(YOUR INSTRUCTIONS) List every line in the records below that contains the word "downspout".

::: DATA SUPPLIED

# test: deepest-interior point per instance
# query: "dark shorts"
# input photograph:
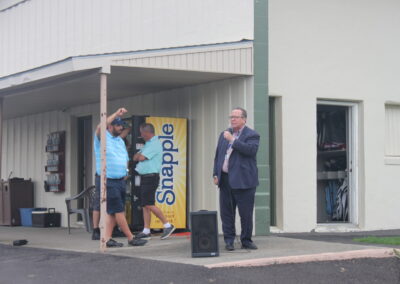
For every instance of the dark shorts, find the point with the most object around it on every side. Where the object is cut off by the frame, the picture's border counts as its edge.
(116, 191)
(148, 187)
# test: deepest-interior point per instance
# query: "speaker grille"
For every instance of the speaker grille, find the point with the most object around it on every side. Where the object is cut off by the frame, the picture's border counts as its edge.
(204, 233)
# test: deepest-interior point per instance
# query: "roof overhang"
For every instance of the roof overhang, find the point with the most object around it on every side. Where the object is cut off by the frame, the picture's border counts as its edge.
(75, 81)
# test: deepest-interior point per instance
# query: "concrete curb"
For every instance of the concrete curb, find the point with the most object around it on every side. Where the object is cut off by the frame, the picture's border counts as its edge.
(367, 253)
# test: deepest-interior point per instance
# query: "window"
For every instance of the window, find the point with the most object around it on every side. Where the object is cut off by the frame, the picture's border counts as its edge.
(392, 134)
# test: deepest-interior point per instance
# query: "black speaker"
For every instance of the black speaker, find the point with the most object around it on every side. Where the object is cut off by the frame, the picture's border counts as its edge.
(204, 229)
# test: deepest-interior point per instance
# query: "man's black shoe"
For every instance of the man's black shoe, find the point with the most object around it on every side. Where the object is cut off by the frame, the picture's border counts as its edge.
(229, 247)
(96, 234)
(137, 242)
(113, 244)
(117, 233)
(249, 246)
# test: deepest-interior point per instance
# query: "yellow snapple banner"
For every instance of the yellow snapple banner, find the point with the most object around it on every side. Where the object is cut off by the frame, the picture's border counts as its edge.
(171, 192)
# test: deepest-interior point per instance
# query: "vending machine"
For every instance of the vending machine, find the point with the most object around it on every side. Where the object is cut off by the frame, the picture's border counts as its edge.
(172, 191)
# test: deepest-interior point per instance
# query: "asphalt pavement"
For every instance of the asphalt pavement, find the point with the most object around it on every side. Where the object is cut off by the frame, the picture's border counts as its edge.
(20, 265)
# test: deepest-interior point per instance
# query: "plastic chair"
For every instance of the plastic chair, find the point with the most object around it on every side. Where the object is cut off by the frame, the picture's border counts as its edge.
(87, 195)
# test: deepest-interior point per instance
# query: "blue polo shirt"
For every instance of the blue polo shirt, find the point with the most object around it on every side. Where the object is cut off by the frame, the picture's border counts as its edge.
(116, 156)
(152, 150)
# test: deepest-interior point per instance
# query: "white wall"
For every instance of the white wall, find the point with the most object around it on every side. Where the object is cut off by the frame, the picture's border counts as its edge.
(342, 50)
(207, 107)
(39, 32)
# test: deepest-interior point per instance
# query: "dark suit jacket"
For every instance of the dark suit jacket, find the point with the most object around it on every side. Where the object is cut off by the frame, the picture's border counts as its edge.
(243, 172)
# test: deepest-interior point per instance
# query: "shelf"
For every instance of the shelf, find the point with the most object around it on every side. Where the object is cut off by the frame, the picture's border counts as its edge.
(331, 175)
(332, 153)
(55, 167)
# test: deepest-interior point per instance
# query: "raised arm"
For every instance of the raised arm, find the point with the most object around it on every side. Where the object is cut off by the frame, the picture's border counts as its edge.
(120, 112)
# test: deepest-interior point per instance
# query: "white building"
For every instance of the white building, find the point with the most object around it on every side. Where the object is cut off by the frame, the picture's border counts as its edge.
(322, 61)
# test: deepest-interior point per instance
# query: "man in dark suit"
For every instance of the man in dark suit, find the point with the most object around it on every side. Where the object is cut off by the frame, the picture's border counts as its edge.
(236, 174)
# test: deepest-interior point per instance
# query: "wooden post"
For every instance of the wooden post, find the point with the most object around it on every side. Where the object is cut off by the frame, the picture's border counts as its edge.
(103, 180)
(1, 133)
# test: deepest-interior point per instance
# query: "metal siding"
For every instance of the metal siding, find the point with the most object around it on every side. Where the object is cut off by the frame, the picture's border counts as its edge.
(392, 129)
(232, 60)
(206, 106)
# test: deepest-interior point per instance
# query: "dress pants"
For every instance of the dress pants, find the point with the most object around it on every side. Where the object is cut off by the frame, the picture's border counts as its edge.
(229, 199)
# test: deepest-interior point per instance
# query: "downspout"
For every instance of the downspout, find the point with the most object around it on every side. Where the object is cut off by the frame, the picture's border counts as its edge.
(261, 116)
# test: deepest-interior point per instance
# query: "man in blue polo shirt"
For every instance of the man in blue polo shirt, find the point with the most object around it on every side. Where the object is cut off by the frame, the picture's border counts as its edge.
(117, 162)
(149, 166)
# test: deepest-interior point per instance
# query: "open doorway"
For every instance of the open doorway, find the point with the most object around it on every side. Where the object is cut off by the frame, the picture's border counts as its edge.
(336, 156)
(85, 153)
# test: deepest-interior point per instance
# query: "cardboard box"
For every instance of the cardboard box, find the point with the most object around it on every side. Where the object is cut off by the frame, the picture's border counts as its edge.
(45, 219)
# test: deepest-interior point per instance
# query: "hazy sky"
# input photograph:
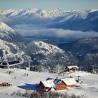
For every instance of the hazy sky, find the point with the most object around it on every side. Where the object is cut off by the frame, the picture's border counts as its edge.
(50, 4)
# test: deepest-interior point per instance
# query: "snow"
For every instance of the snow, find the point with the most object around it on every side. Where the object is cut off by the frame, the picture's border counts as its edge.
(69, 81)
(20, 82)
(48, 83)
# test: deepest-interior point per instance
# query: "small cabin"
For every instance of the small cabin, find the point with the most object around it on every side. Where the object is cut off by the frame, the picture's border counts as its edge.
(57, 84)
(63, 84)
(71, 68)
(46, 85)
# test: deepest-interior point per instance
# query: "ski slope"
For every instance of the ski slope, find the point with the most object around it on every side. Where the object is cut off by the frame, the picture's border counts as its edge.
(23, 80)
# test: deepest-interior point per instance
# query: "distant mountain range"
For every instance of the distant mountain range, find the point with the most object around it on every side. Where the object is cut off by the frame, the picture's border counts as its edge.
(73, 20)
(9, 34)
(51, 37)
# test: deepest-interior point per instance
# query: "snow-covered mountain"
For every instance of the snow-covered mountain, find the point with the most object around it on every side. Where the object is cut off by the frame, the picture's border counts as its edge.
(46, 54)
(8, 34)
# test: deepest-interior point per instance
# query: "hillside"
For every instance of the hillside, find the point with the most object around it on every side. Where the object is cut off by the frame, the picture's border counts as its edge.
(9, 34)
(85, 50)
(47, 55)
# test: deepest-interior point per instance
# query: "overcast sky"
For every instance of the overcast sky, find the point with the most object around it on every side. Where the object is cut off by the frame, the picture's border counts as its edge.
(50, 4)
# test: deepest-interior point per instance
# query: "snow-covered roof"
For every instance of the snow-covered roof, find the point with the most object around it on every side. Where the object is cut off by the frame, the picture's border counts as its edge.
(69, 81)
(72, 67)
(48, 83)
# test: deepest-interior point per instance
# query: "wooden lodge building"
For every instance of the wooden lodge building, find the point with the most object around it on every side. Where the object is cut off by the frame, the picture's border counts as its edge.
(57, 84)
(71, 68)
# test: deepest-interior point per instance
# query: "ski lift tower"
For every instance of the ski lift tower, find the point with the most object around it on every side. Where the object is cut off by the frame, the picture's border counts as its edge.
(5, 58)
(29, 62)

::::::
::: DATA SUPPLIED

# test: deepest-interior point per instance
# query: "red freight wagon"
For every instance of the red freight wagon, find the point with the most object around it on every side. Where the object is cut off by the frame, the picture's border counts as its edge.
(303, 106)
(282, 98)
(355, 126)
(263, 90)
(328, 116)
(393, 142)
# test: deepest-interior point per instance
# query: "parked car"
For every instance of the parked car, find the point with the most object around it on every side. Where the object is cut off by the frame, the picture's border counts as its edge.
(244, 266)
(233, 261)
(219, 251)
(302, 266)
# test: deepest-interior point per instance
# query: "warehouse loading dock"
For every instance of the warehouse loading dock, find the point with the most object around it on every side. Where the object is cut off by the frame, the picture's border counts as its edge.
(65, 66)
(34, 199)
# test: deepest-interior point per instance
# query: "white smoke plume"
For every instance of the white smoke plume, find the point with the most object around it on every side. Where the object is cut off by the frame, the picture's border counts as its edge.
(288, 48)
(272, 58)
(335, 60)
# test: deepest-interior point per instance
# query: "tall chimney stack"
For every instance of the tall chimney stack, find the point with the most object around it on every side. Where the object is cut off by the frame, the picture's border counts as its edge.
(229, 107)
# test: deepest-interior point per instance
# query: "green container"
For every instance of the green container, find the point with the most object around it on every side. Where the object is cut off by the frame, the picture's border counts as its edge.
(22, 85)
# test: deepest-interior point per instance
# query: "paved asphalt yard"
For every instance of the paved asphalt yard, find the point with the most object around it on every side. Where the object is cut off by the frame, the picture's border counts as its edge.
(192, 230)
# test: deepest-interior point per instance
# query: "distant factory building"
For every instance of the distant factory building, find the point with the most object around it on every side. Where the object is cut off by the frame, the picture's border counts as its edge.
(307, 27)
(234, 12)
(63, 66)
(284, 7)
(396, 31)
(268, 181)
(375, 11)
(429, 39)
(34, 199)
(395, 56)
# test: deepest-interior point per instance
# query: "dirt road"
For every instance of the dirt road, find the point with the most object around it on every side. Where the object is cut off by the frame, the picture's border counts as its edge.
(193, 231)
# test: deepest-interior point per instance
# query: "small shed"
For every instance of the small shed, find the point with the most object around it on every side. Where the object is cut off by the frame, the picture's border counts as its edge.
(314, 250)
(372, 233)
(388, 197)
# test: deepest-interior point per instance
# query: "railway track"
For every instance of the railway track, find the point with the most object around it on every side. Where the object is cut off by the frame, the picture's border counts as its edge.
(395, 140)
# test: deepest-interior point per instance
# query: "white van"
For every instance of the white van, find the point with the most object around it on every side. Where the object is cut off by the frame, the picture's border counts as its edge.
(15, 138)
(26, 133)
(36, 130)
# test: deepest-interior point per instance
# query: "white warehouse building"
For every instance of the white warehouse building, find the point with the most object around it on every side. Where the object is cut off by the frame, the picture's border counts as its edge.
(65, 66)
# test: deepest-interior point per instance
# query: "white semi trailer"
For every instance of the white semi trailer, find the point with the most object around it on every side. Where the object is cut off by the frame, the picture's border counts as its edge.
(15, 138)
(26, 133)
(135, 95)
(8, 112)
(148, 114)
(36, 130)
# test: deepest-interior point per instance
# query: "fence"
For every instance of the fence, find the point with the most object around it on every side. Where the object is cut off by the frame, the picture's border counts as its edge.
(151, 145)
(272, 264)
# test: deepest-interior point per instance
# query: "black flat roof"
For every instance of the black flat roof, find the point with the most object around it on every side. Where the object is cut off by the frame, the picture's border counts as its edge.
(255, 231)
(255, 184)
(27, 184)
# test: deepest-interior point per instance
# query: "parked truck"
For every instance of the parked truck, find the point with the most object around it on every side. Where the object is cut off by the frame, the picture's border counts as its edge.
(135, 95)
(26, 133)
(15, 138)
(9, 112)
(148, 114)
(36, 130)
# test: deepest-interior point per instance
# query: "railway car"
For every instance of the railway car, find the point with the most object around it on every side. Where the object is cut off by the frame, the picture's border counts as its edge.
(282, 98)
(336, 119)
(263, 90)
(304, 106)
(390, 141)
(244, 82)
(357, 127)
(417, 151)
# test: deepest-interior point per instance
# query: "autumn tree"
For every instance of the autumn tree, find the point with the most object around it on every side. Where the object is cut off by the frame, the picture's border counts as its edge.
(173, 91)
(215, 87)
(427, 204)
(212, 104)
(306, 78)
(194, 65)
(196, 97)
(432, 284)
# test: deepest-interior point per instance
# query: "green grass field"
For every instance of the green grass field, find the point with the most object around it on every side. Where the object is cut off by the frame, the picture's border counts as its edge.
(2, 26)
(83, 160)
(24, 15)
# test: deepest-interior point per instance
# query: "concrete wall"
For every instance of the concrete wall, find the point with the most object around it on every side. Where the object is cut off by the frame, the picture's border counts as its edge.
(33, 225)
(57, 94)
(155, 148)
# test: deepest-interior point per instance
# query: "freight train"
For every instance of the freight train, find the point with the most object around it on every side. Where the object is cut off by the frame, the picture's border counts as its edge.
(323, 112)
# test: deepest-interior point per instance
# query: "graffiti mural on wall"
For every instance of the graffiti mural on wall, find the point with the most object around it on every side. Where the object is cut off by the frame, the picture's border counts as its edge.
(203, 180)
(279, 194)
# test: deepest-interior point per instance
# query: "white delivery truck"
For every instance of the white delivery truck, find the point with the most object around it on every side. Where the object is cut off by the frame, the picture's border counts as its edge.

::::::
::: DATA SUPPLIED

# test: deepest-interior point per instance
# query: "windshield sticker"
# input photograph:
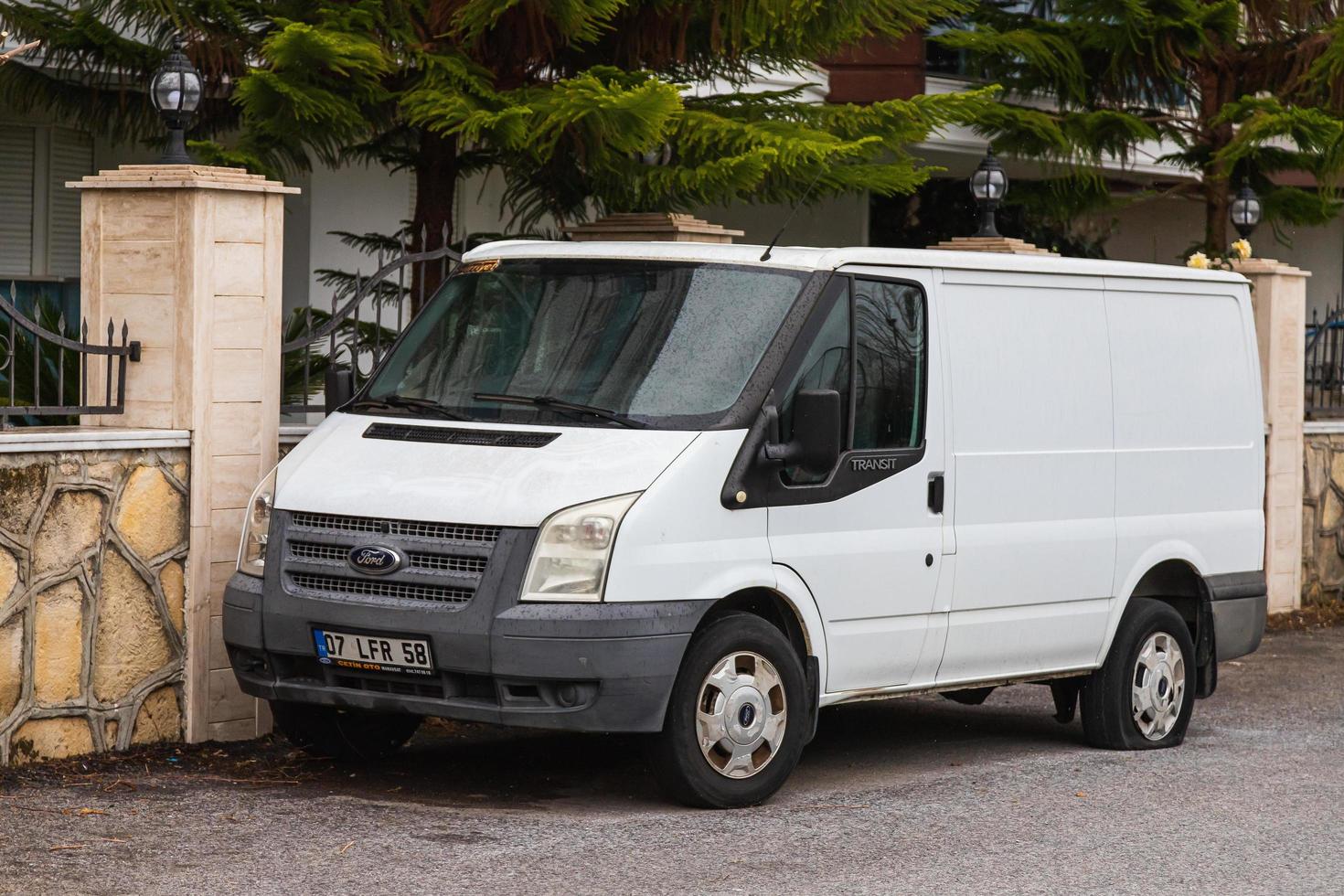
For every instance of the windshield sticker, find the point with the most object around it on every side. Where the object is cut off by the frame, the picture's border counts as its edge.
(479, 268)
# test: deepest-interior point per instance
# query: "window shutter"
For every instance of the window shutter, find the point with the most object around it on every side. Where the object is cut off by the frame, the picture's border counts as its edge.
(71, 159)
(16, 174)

::::::

(RESULT FOR THIS EXERCISE)
# query: "downspout"
For every instance of the downspout, find the point with the most object around it on every side. Where the object is cut off by the frame, the picture's border counts as its edge.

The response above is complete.